- STORED DATA -
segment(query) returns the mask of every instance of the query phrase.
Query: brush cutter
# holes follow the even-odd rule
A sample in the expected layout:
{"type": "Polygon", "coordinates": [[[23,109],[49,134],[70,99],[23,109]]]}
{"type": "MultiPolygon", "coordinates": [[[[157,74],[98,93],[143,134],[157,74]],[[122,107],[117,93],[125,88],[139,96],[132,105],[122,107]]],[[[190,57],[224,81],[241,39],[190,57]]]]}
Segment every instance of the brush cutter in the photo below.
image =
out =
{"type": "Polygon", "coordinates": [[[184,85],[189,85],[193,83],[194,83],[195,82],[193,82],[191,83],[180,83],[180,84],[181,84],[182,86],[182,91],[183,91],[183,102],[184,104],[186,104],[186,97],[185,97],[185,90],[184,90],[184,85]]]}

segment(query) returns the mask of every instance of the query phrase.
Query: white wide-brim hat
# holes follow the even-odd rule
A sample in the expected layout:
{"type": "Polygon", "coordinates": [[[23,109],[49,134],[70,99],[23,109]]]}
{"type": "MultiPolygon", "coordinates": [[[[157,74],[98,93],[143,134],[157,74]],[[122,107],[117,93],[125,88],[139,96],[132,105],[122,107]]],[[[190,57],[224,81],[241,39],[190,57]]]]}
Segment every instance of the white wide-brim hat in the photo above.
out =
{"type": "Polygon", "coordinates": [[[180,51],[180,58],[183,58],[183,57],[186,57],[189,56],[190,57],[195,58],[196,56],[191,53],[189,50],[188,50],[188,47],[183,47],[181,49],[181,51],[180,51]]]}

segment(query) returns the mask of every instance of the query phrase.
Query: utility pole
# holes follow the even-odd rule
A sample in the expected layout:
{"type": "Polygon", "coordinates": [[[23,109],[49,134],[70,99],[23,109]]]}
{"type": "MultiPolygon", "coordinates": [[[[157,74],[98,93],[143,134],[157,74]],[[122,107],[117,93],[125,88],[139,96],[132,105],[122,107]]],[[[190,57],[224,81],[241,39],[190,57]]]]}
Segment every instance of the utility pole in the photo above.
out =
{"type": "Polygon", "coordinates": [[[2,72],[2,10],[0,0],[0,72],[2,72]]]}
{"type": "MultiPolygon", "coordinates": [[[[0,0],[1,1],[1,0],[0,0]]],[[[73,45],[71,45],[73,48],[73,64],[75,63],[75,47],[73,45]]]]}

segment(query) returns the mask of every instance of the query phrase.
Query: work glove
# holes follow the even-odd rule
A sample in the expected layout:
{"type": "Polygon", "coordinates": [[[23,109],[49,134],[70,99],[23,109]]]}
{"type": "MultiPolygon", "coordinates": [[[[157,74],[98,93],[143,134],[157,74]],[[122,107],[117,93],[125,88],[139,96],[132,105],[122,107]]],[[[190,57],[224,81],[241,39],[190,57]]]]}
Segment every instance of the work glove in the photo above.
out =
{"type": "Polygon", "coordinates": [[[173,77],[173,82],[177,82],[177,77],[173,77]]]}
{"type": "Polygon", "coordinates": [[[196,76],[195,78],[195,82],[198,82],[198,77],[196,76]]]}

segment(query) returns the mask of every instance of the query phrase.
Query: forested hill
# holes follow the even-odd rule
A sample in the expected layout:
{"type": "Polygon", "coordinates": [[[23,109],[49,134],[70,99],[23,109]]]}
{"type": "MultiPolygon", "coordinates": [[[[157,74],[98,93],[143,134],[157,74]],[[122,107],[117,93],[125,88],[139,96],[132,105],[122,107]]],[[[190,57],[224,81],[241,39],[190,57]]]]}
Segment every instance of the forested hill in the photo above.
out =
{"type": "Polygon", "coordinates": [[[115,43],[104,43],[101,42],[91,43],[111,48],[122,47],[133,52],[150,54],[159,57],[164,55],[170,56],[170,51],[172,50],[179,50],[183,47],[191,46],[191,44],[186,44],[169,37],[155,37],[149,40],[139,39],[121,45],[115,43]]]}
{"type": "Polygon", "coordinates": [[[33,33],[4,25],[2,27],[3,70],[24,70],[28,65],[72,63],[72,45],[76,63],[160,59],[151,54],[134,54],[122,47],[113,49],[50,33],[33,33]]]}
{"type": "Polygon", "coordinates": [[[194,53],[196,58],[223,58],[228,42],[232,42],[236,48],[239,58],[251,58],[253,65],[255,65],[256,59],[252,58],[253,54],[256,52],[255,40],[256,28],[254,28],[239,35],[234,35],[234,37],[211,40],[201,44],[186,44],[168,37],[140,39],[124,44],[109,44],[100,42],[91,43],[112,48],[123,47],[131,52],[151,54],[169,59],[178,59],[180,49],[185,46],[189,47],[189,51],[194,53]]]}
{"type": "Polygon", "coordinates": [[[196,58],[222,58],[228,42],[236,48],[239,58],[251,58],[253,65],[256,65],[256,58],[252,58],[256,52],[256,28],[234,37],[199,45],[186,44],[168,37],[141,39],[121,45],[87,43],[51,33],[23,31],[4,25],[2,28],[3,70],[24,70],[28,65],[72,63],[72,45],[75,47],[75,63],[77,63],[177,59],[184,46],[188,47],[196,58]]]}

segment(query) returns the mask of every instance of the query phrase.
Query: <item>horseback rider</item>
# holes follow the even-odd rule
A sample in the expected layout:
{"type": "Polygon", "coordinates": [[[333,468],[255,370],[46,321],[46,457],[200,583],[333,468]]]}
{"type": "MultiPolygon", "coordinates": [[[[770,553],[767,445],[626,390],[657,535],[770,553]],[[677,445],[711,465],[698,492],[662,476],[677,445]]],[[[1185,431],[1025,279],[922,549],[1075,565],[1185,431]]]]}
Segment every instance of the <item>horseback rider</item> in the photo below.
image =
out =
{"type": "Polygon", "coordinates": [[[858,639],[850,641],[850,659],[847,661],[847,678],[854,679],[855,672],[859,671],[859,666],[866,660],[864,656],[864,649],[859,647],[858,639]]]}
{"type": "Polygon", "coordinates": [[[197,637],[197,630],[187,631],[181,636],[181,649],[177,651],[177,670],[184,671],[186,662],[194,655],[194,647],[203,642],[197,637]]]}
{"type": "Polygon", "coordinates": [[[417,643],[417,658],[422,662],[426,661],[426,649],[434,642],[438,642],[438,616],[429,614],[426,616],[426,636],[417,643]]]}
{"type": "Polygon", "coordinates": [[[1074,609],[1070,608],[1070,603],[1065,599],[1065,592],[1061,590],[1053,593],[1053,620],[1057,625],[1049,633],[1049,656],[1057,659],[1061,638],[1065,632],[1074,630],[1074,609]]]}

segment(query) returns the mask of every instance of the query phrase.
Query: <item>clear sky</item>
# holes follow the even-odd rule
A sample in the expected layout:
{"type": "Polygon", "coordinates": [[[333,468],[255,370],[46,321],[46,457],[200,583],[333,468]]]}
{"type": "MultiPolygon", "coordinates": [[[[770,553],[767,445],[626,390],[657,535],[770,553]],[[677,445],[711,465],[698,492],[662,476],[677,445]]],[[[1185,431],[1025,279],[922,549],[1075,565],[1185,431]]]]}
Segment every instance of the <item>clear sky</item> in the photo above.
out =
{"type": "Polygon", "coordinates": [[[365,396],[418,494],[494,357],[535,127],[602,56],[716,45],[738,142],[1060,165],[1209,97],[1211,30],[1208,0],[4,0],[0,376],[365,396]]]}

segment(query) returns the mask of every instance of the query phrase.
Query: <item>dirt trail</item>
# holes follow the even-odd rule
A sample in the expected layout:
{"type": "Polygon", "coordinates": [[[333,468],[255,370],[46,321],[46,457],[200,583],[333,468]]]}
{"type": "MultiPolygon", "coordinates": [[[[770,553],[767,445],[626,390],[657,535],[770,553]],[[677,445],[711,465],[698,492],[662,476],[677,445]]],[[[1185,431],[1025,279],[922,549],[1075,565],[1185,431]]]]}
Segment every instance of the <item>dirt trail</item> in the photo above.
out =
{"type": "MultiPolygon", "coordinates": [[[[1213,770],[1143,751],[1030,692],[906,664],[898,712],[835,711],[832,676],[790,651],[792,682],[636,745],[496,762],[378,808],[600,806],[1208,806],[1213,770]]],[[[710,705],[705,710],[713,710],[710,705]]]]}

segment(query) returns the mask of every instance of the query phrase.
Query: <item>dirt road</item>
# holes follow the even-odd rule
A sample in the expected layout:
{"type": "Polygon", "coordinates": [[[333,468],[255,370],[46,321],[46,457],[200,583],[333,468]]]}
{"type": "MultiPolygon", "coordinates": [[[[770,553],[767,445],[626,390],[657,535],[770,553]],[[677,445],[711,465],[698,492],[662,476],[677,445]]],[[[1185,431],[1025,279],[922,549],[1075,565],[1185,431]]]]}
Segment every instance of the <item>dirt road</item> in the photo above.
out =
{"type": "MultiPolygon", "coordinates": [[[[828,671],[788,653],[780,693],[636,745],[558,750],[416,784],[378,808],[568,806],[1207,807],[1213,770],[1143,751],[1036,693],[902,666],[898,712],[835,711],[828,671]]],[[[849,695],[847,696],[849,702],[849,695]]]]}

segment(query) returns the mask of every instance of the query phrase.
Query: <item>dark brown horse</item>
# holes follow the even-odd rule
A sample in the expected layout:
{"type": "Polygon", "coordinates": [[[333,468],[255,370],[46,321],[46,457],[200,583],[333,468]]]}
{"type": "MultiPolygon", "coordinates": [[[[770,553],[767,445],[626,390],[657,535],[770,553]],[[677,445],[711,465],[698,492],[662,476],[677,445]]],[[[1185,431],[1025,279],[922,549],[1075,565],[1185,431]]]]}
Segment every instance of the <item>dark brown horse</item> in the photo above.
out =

- STATED PROBLEM -
Count the lines in the listing above that contain the string "item", matching case exactly. Reply with the number alone.

- RESULT -
10